EXERCISE INSTRUCTIONS
Reproduce every entry below with "supply" replaced by "provide", changing nothing else, and leave the pictures out of your answer.

SUPPLIED DATA

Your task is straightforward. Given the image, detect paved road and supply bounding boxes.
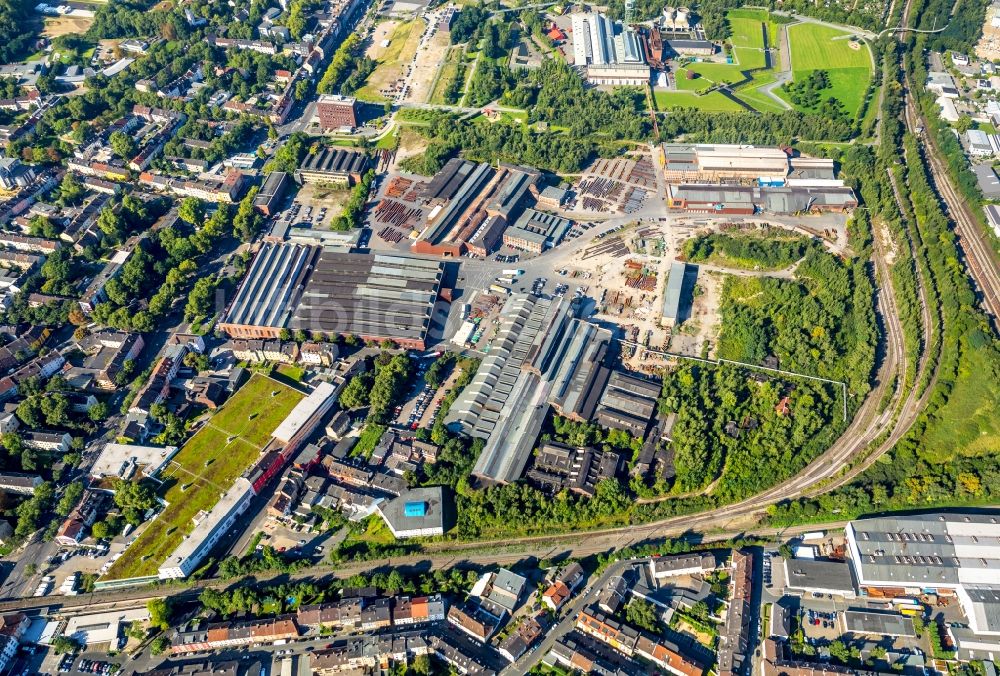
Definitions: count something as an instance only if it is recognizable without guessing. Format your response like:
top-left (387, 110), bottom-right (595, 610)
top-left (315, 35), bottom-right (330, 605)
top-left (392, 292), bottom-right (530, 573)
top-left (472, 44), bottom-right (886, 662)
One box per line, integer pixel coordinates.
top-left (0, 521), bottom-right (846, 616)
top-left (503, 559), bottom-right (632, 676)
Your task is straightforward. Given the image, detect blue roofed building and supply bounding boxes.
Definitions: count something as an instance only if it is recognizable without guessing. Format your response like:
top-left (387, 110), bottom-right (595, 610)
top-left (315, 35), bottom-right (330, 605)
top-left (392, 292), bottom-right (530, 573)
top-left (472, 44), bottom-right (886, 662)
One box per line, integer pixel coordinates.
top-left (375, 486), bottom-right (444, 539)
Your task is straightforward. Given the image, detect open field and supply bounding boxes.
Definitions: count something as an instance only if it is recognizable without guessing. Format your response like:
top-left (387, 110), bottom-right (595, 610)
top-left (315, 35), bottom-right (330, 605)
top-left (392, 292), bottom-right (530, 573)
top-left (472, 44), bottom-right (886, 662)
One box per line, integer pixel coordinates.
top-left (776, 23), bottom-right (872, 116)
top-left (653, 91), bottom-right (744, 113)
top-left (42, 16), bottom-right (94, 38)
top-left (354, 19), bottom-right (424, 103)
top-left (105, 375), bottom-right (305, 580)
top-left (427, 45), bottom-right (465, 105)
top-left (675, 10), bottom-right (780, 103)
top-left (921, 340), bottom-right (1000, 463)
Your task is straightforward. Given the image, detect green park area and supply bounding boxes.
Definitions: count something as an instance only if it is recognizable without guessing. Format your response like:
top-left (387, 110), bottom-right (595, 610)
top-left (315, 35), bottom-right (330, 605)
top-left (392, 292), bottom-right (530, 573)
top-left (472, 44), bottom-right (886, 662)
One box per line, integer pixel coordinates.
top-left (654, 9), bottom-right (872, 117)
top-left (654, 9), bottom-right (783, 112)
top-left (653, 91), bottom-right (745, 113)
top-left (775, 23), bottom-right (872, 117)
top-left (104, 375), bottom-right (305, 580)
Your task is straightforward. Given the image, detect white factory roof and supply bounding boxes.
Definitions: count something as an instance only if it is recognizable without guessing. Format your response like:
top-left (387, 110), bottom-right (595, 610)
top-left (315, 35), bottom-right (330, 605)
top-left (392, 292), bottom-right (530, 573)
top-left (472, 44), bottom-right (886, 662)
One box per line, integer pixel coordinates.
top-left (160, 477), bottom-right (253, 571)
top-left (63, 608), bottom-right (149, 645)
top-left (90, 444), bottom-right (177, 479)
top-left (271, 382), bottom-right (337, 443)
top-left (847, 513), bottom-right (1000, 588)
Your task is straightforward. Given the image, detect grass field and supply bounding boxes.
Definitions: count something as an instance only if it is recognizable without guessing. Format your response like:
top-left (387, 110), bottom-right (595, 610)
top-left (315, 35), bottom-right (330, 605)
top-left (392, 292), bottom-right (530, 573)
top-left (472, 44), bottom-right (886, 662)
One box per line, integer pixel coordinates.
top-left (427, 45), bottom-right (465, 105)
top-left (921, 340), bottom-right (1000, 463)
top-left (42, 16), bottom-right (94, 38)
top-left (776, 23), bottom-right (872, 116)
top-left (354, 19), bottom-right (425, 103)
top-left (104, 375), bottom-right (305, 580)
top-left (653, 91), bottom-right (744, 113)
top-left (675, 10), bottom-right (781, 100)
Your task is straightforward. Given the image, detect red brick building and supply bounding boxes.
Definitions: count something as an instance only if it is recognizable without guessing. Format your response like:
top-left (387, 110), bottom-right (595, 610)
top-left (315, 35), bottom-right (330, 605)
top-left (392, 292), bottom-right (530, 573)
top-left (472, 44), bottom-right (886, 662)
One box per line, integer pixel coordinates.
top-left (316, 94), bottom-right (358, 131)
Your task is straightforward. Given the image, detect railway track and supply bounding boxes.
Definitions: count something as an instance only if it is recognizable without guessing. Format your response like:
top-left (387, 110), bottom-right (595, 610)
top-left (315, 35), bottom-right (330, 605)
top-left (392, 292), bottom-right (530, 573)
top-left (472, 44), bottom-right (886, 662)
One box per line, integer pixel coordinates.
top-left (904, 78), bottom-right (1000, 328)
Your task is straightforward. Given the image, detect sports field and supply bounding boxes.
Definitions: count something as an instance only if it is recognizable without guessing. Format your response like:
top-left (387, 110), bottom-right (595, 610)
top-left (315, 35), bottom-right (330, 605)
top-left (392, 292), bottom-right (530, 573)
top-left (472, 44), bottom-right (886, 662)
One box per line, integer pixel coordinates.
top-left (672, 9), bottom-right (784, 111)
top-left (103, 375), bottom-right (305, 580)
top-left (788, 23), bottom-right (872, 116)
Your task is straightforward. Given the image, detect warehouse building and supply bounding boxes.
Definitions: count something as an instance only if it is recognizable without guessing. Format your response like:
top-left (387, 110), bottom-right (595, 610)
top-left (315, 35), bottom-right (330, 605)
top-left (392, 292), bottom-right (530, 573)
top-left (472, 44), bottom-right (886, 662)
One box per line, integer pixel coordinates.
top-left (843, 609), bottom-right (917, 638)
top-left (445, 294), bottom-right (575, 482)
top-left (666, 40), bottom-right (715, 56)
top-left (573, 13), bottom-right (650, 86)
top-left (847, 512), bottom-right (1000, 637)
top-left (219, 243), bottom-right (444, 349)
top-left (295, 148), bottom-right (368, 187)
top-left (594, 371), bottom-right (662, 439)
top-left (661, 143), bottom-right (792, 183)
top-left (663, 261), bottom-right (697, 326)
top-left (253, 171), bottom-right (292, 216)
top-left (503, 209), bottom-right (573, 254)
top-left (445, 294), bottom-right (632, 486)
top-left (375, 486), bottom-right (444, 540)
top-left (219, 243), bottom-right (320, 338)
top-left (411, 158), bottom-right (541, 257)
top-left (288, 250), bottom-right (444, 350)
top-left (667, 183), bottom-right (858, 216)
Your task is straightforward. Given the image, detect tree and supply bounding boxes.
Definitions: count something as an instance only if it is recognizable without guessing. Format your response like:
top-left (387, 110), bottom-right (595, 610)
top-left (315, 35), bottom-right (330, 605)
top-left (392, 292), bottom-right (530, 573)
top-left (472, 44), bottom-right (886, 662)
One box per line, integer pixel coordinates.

TASK SOLUTION
Your task is straightforward. Given the image, detect paved road and provide bounding boxes.
Definitions: count something as an instance only if it is recognizable without guessing. Format your response like:
top-left (387, 110), bottom-right (595, 610)
top-left (315, 35), bottom-right (330, 605)
top-left (392, 292), bottom-right (530, 573)
top-left (472, 44), bottom-right (886, 662)
One box per line, integer pixel coordinates.
top-left (0, 521), bottom-right (846, 616)
top-left (503, 559), bottom-right (632, 676)
Your task is straightforward. Given the image, detect blue roofed building and provide bounding boxes.
Definitions: count something as an instance only if it is recognizable without guessing. Format your response like:
top-left (387, 110), bottom-right (595, 610)
top-left (315, 35), bottom-right (330, 605)
top-left (392, 292), bottom-right (530, 573)
top-left (472, 44), bottom-right (886, 662)
One box per line, integer pixel coordinates.
top-left (375, 486), bottom-right (444, 539)
Your task is straightforward. Given the image, detect open field and provide bounding boxes.
Definitions: count something as an instance only if it is recognizable without guessing. Format your response like:
top-left (387, 110), bottom-right (595, 610)
top-left (315, 35), bottom-right (330, 605)
top-left (392, 292), bottom-right (530, 573)
top-left (472, 44), bottom-right (886, 662)
One box per line, integer pixel coordinates.
top-left (776, 23), bottom-right (872, 116)
top-left (653, 91), bottom-right (744, 113)
top-left (42, 16), bottom-right (94, 38)
top-left (354, 19), bottom-right (424, 103)
top-left (105, 375), bottom-right (305, 580)
top-left (427, 45), bottom-right (465, 105)
top-left (675, 10), bottom-right (780, 103)
top-left (921, 340), bottom-right (1000, 463)
Your task is straightforward. Given the image, detect green park area and provide bounding boxes.
Definitions: count something as an instance only if it is recognizable without guessing. Format your response like:
top-left (387, 110), bottom-right (595, 610)
top-left (315, 35), bottom-right (330, 605)
top-left (392, 292), bottom-right (530, 573)
top-left (472, 44), bottom-right (886, 662)
One box per line, integer pixel coordinates.
top-left (654, 9), bottom-right (872, 117)
top-left (654, 9), bottom-right (783, 112)
top-left (653, 91), bottom-right (745, 113)
top-left (775, 23), bottom-right (872, 117)
top-left (104, 375), bottom-right (305, 580)
Your task is straightforward. Given the image, detect white factory roof and provide bounding boxes.
Definitions: count something as an instance only if it is recognizable without guessing. Format your response like:
top-left (387, 110), bottom-right (595, 610)
top-left (315, 35), bottom-right (330, 605)
top-left (392, 292), bottom-right (530, 573)
top-left (472, 44), bottom-right (886, 662)
One box per line, integer pixel coordinates.
top-left (160, 477), bottom-right (253, 571)
top-left (63, 608), bottom-right (149, 645)
top-left (90, 444), bottom-right (177, 479)
top-left (271, 382), bottom-right (337, 443)
top-left (847, 513), bottom-right (1000, 588)
Your task is straightforward. Given the image, detect grass field and provide bounding boxes.
Definitions: count something as an instance only if it is recognizable without guessing. Format your response like:
top-left (387, 110), bottom-right (595, 610)
top-left (315, 35), bottom-right (330, 605)
top-left (392, 292), bottom-right (530, 573)
top-left (472, 44), bottom-right (886, 662)
One box per line, integer pixel coordinates.
top-left (427, 45), bottom-right (465, 105)
top-left (921, 340), bottom-right (1000, 463)
top-left (42, 16), bottom-right (94, 38)
top-left (776, 23), bottom-right (872, 116)
top-left (354, 19), bottom-right (425, 103)
top-left (104, 375), bottom-right (305, 580)
top-left (653, 91), bottom-right (744, 113)
top-left (675, 10), bottom-right (781, 100)
Your task is straightforward. Given the image, detect red brick building and provide bounding boxes.
Definitions: count something as an instance only if it is recognizable without guessing. Format your response like:
top-left (387, 110), bottom-right (595, 610)
top-left (315, 35), bottom-right (330, 605)
top-left (392, 292), bottom-right (530, 573)
top-left (472, 44), bottom-right (886, 662)
One box per line, integer pixel coordinates.
top-left (316, 94), bottom-right (358, 131)
Your task is straightforward. Given the image, detect railway track and provide bounding boxes.
Definitions: count something as an instance only if it is recognizable without guessing. Format your response like:
top-left (387, 110), bottom-right (595, 610)
top-left (315, 35), bottom-right (330, 605)
top-left (392, 292), bottom-right (530, 573)
top-left (472, 44), bottom-right (886, 662)
One box per line, integer pixel coordinates.
top-left (904, 78), bottom-right (1000, 328)
Your task is straightforward. Given the image, detect sports field and provide bounding boxes.
Definitions: count something as an instance only if it is recognizable without guessing. Format your response like:
top-left (387, 110), bottom-right (595, 610)
top-left (315, 35), bottom-right (330, 605)
top-left (392, 292), bottom-right (530, 573)
top-left (472, 44), bottom-right (886, 662)
One box per line, integer pixel coordinates.
top-left (672, 9), bottom-right (784, 111)
top-left (103, 375), bottom-right (305, 580)
top-left (788, 23), bottom-right (872, 116)
Your task is straightforward. Given the image, detect warehouse building and provide bounding boxes.
Definitions: count something as an instance only if it is recognizable without guessing. Format your response like:
top-left (387, 110), bottom-right (595, 610)
top-left (315, 35), bottom-right (330, 605)
top-left (392, 292), bottom-right (530, 573)
top-left (472, 44), bottom-right (886, 662)
One box per line, integer pixel coordinates.
top-left (843, 609), bottom-right (917, 638)
top-left (445, 294), bottom-right (575, 482)
top-left (666, 40), bottom-right (715, 56)
top-left (573, 13), bottom-right (650, 86)
top-left (847, 512), bottom-right (1000, 637)
top-left (219, 243), bottom-right (444, 349)
top-left (295, 148), bottom-right (368, 187)
top-left (594, 371), bottom-right (662, 439)
top-left (661, 143), bottom-right (792, 183)
top-left (663, 261), bottom-right (697, 326)
top-left (253, 171), bottom-right (292, 216)
top-left (503, 209), bottom-right (573, 254)
top-left (445, 294), bottom-right (632, 486)
top-left (375, 486), bottom-right (444, 540)
top-left (219, 243), bottom-right (320, 338)
top-left (411, 158), bottom-right (541, 257)
top-left (288, 250), bottom-right (444, 350)
top-left (667, 183), bottom-right (858, 216)
Your task is straightforward. Given the image, detect tree and provide bounding boxes.
Definitions: count something as an instance only if it is recognizable without guessing. Format your response like:
top-left (387, 110), bottom-right (595, 610)
top-left (315, 35), bottom-right (330, 605)
top-left (392, 292), bottom-right (530, 573)
top-left (472, 44), bottom-right (886, 662)
One box per line, integer pixel coordinates.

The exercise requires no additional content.